Türkiye Tüm Mazlumların Umudu Olmaya Devam Ediyor
İç meseleleriyle uğraşmaktan etrafındaki olup bitenlerle ilgilenmeyen, yarı müstemleke bir Türkiye görüntüsü çok uzun yıllar bazı çevrelerin işine geldi. Aynı şekilde, millet nazarında hiçbir karşılıkları olmadığı halde, millete mürebbiyelik yapmayı kendilerine hak görenler, millî iradenin güçlenmesini bir türlü kabullenemediler.
8.05.2016 14:26:52
Bu haber
494 kez okundu
“Etrafındaki Ateş Çemberine Rağmen, Türkiye Tüm Mazlumların Umudu Olmaya Devam Ediyor”
Belediye Nikah Sarayı’nın salonunda düzenlenen yemekte bir konuşma yapan Cumhurbaşkanı Erdoğan, Malatya’da yapımı tamamlanan hizmetlerin toplu açılış töreni vesilesiyle bulunduğuna işaret ederek, hizmete sunulan 28 ayrı eser ve hizmetin şehre ve şehir halkına hayırlı olmasını diledi.
Türkiye’nin de içinde olduğu geniş bir coğrafyanın tarihi nitelikte bir değişim ve dönüşüm süreci yaşadığına dikkat çeken Cumhurbaşkanı Erdoğan, “Etrafındaki ateş çemberine rağmen, Türkiye bir güven ve istikrar adası vasfıyla tüm mazlumların umudu olmaya devam ediyor. Ülkeyi yönetme sorumluluğunu üstelenen siyasetçiler olarak bizler de, bu sancılı dönemde milletimizin kılına zarar gelmemesi için gecemizi gündüzümüze katarak var gücümüzle çalışıyoruz. Bir taraftan ülkelerindeki krizden kaçıp bize sığınan ihtiyaç sahiplerine yardım ederken, diğer taraftan mega projeleri tek tek hayata geçiyoruz” dedi.

* Verilen görev A:
(i) Haberde Malatya'da hizmete sunulan kaç ayrı eser ve hizmetten söz ediliyor?
(ii) Cumhurbaşkanı Erdoğan'ın konuşma yaptığı yemek nerede düzenlendi?
(iii) Haber kaç kez okunmuş?

* Girdi:

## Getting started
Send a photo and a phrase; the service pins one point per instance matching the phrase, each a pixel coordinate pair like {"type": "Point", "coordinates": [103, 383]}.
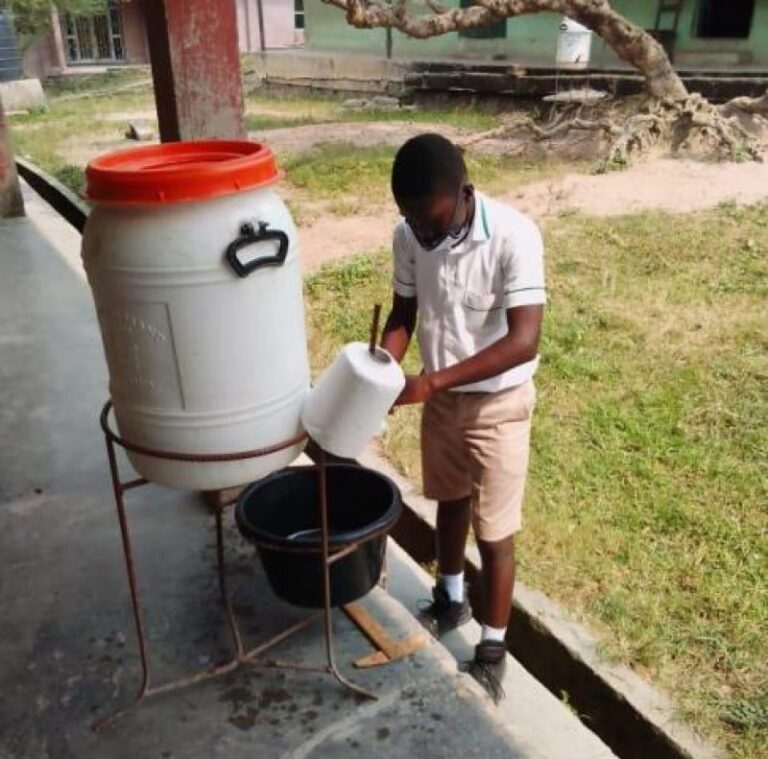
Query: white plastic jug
{"type": "Point", "coordinates": [350, 402]}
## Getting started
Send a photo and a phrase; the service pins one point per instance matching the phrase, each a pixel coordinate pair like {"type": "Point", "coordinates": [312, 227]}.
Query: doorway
{"type": "Point", "coordinates": [727, 19]}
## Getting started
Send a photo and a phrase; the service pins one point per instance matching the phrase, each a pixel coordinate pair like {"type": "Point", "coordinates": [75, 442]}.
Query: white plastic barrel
{"type": "Point", "coordinates": [574, 45]}
{"type": "Point", "coordinates": [349, 403]}
{"type": "Point", "coordinates": [193, 263]}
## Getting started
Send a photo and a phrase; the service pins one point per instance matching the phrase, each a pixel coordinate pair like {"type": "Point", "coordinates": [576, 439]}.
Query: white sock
{"type": "Point", "coordinates": [454, 586]}
{"type": "Point", "coordinates": [493, 633]}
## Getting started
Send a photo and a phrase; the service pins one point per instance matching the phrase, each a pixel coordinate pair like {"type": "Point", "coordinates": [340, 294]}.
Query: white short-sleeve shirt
{"type": "Point", "coordinates": [463, 292]}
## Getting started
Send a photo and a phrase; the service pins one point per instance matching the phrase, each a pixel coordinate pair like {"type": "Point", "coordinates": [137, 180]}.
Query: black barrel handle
{"type": "Point", "coordinates": [250, 236]}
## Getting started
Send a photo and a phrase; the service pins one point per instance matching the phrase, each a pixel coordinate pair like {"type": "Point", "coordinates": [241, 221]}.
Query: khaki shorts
{"type": "Point", "coordinates": [477, 444]}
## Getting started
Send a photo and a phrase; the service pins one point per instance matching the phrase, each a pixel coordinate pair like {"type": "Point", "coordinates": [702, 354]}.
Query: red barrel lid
{"type": "Point", "coordinates": [180, 171]}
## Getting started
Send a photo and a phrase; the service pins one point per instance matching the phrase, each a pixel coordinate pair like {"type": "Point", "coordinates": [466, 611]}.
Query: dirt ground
{"type": "Point", "coordinates": [673, 185]}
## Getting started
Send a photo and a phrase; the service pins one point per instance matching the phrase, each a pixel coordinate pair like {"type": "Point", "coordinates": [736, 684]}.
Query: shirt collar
{"type": "Point", "coordinates": [481, 228]}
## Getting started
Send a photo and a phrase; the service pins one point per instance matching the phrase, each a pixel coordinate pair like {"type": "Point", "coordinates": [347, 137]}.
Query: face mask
{"type": "Point", "coordinates": [451, 238]}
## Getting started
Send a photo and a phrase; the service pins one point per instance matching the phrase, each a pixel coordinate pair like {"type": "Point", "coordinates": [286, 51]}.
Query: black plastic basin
{"type": "Point", "coordinates": [280, 515]}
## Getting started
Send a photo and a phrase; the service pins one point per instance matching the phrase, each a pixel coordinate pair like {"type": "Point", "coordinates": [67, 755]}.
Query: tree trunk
{"type": "Point", "coordinates": [633, 45]}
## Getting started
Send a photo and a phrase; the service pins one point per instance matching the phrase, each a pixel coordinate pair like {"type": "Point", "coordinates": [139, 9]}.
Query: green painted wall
{"type": "Point", "coordinates": [530, 39]}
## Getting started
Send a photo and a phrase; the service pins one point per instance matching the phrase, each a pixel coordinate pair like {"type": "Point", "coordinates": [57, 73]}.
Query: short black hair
{"type": "Point", "coordinates": [427, 165]}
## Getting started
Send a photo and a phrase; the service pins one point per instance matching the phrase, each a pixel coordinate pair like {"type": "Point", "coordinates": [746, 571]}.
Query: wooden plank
{"type": "Point", "coordinates": [372, 629]}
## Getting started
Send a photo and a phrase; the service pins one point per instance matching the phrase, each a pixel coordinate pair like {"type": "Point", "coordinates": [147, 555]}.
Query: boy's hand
{"type": "Point", "coordinates": [418, 389]}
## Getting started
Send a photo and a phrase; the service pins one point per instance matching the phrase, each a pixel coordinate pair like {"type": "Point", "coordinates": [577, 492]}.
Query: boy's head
{"type": "Point", "coordinates": [431, 189]}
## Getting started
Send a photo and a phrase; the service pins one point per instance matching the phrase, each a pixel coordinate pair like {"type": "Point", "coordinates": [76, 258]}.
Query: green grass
{"type": "Point", "coordinates": [48, 137]}
{"type": "Point", "coordinates": [339, 171]}
{"type": "Point", "coordinates": [647, 506]}
{"type": "Point", "coordinates": [116, 77]}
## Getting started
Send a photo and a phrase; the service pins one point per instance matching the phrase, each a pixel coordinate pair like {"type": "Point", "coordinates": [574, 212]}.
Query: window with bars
{"type": "Point", "coordinates": [94, 37]}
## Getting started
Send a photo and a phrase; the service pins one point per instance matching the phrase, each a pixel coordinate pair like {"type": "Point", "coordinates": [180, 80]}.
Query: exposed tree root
{"type": "Point", "coordinates": [688, 125]}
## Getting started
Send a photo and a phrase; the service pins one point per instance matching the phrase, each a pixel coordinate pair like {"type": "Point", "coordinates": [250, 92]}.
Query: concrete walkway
{"type": "Point", "coordinates": [67, 647]}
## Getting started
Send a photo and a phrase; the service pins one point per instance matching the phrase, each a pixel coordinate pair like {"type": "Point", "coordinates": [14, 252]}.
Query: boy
{"type": "Point", "coordinates": [471, 269]}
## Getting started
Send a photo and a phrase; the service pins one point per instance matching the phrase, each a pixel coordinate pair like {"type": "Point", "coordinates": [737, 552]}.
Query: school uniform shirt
{"type": "Point", "coordinates": [464, 291]}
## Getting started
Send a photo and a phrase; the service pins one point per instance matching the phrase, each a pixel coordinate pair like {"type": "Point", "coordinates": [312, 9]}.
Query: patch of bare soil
{"type": "Point", "coordinates": [666, 184]}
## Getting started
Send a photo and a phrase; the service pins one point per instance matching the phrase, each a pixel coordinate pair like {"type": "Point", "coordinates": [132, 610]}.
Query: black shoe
{"type": "Point", "coordinates": [488, 667]}
{"type": "Point", "coordinates": [442, 615]}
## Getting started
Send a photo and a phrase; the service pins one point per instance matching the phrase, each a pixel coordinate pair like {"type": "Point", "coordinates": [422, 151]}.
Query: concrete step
{"type": "Point", "coordinates": [529, 710]}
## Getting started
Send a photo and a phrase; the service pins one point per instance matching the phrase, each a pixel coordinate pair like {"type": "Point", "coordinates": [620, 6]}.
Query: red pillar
{"type": "Point", "coordinates": [11, 203]}
{"type": "Point", "coordinates": [193, 46]}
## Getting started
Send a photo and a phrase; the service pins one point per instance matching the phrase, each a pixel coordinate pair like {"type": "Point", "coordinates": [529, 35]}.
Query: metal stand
{"type": "Point", "coordinates": [240, 655]}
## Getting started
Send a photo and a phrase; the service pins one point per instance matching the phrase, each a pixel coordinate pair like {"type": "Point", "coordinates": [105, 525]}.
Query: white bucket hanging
{"type": "Point", "coordinates": [574, 45]}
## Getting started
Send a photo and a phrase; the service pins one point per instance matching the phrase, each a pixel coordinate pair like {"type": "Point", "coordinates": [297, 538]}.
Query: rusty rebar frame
{"type": "Point", "coordinates": [240, 656]}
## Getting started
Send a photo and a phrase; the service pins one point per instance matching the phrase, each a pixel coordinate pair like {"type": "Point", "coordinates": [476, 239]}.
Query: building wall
{"type": "Point", "coordinates": [135, 45]}
{"type": "Point", "coordinates": [278, 24]}
{"type": "Point", "coordinates": [530, 39]}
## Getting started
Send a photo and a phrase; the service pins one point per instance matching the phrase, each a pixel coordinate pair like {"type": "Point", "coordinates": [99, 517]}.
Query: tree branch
{"type": "Point", "coordinates": [630, 42]}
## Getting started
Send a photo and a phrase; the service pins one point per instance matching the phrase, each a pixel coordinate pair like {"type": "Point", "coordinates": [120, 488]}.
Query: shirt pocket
{"type": "Point", "coordinates": [483, 311]}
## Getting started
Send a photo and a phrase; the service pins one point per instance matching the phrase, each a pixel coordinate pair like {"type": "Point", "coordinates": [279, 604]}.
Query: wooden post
{"type": "Point", "coordinates": [11, 203]}
{"type": "Point", "coordinates": [193, 47]}
{"type": "Point", "coordinates": [58, 40]}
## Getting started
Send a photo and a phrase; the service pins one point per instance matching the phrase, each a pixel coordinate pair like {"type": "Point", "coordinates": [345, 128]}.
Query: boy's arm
{"type": "Point", "coordinates": [518, 346]}
{"type": "Point", "coordinates": [400, 326]}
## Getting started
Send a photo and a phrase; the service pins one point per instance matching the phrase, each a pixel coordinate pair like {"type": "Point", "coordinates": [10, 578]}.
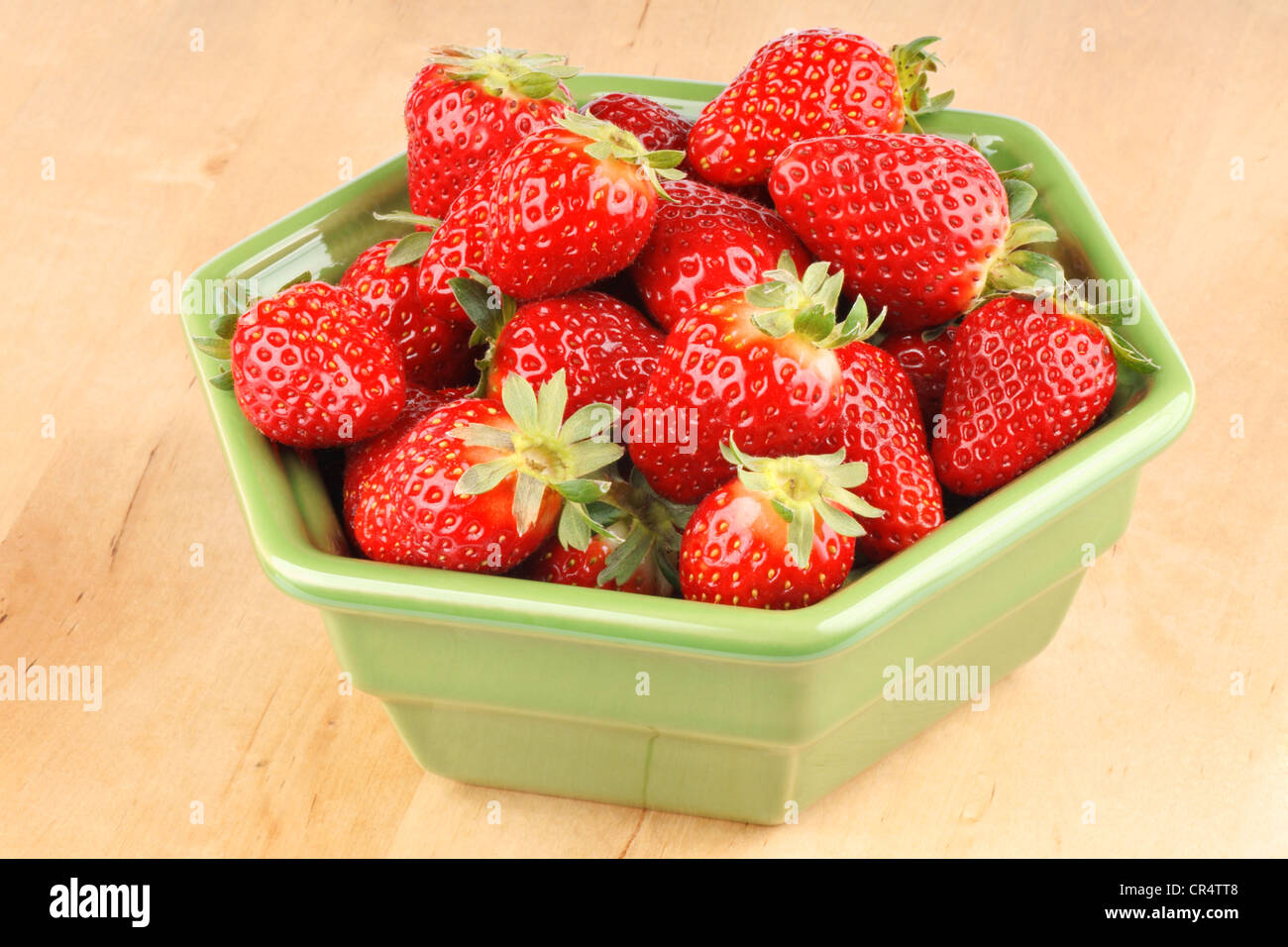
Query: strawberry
{"type": "Point", "coordinates": [310, 367]}
{"type": "Point", "coordinates": [917, 223]}
{"type": "Point", "coordinates": [655, 125]}
{"type": "Point", "coordinates": [469, 107]}
{"type": "Point", "coordinates": [368, 458]}
{"type": "Point", "coordinates": [632, 549]}
{"type": "Point", "coordinates": [883, 429]}
{"type": "Point", "coordinates": [572, 205]}
{"type": "Point", "coordinates": [806, 85]}
{"type": "Point", "coordinates": [477, 484]}
{"type": "Point", "coordinates": [455, 248]}
{"type": "Point", "coordinates": [707, 241]}
{"type": "Point", "coordinates": [436, 352]}
{"type": "Point", "coordinates": [923, 359]}
{"type": "Point", "coordinates": [606, 348]}
{"type": "Point", "coordinates": [778, 535]}
{"type": "Point", "coordinates": [756, 364]}
{"type": "Point", "coordinates": [1025, 377]}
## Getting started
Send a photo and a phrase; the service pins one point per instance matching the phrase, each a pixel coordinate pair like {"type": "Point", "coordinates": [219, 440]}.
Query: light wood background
{"type": "Point", "coordinates": [223, 690]}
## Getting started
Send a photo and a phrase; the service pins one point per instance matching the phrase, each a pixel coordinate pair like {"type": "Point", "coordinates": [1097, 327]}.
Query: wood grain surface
{"type": "Point", "coordinates": [130, 158]}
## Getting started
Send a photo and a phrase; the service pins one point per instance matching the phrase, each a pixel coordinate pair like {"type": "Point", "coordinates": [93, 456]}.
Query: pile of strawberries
{"type": "Point", "coordinates": [621, 350]}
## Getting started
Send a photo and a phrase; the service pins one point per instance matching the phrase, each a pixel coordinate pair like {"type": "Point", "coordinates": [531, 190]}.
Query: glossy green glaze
{"type": "Point", "coordinates": [537, 686]}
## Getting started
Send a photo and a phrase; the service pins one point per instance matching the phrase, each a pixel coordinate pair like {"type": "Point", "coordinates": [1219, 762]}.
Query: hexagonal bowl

* Verilen görev B:
Kayıtlarda "black" kelimesinin geçtiği bütün satırları topla.

* Eksiksiz yanıt A:
(i) 28 ayrı eser ve hizmet.
(ii) Belediye Nikah Sarayı'nın salonunda.
(iii) 494 kez.

* Eksiksiz yanıt B:
Query: black barrel handle
Query: black plastic basin
Query: short black hair
Query: black shoe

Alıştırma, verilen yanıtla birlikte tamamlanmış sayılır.